___ RECORD SET ___

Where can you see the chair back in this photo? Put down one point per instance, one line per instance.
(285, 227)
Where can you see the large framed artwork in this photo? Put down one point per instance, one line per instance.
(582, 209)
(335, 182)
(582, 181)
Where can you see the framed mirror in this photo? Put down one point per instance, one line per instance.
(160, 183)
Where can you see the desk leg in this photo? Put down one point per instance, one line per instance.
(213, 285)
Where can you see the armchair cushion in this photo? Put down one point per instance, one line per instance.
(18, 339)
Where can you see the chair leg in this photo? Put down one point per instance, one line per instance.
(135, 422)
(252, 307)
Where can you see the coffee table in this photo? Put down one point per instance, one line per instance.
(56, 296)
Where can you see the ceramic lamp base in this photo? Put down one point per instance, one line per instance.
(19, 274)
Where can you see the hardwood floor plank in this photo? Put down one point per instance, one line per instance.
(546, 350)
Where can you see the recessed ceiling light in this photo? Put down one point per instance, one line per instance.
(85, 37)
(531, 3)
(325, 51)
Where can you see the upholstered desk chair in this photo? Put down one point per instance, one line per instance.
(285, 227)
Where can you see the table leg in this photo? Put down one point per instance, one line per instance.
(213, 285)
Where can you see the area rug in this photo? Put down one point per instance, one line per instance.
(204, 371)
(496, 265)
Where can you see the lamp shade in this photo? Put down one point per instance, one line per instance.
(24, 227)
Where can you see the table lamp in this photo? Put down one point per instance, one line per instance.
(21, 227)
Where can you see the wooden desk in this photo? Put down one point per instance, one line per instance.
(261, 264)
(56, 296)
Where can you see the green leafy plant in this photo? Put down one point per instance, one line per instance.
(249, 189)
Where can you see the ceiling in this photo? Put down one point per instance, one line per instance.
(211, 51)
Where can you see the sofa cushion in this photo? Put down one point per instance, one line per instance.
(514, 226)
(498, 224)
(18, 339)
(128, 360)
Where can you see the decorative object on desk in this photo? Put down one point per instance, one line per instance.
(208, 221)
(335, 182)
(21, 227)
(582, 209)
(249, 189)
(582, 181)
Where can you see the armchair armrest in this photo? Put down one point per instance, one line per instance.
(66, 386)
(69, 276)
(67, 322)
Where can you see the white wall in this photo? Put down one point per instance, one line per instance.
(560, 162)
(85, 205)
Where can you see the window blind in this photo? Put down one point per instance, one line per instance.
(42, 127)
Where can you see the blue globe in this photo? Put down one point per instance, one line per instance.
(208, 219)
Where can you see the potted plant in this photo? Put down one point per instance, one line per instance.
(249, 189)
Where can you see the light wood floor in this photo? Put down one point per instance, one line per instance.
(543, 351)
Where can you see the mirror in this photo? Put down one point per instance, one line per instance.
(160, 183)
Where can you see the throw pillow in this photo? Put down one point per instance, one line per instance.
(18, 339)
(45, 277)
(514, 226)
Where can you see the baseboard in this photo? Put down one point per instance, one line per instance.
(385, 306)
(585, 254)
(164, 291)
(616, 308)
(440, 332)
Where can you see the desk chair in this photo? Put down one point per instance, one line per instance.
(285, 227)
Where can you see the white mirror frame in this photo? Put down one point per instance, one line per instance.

___

PROBLEM DETAILS: Starting with the line that contains "Where can you see the potted" and continuing through the end of the records, write those lines out again with every request kept, adding 32 to each coordinate in the answers. Give only those lines.

OUTPUT FOR THIS EXERCISE:
Where can you see the potted plant in this photo? Put down one point per instance, one line per instance.
(281, 221)
Where can you see the light wood floor in this photo? Put down one point per instance, one line per instance.
(575, 383)
Where can you see the mirror in this photo? Put down one point per instance, one line per instance.
(192, 215)
Where can you see the throw pillow in this photo? Put down one point per instance, one line per instance.
(50, 371)
(77, 309)
(546, 258)
Where can you see the baseboard in this photo? Put down one point per instance, one line per instance.
(417, 338)
(617, 286)
(196, 323)
(648, 340)
(472, 364)
Where can you see the desk chair in this photo? Put down one point per instance, one line per instance.
(317, 259)
Where can you see the white mirror frame in this photo? Put down one point per instance, one line per instance.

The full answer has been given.